__What you need to do__
Find the line below that contains "Where can the excavator". Transcribe it and every line after it exactly, adding nothing.

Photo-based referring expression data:
***

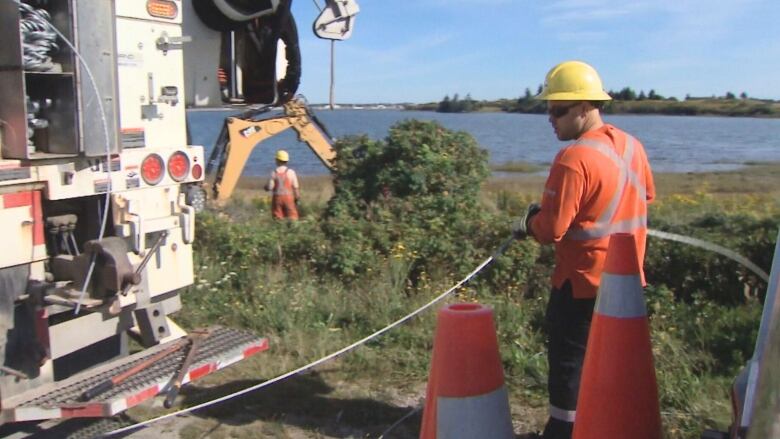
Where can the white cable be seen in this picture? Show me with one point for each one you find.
(103, 221)
(333, 355)
(734, 256)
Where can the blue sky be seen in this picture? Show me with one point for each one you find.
(421, 50)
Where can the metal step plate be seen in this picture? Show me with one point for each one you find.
(221, 348)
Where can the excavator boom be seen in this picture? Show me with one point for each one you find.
(241, 134)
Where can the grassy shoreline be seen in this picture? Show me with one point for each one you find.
(762, 178)
(747, 107)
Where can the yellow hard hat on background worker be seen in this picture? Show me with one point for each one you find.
(282, 156)
(573, 81)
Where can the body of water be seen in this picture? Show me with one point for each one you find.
(673, 143)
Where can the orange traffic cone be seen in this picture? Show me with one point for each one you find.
(466, 396)
(618, 392)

***

__Solution for this task__
Where can the excavator boom be seen in this picture? Show me with one point for each one you find.
(241, 134)
Where can the grassy shoreline be seen in this picture? Show me with one point for each one you find.
(762, 178)
(747, 107)
Where can the yellow hard hat on background worker be seen in this picture? Show me with one point for each one you find.
(282, 156)
(573, 81)
Where can the body of water be seen in this picture? Show me with one point for each one you find.
(673, 143)
Where can the orange traffic cone be seen in this picture? Show me with one point for each one you find.
(466, 396)
(618, 392)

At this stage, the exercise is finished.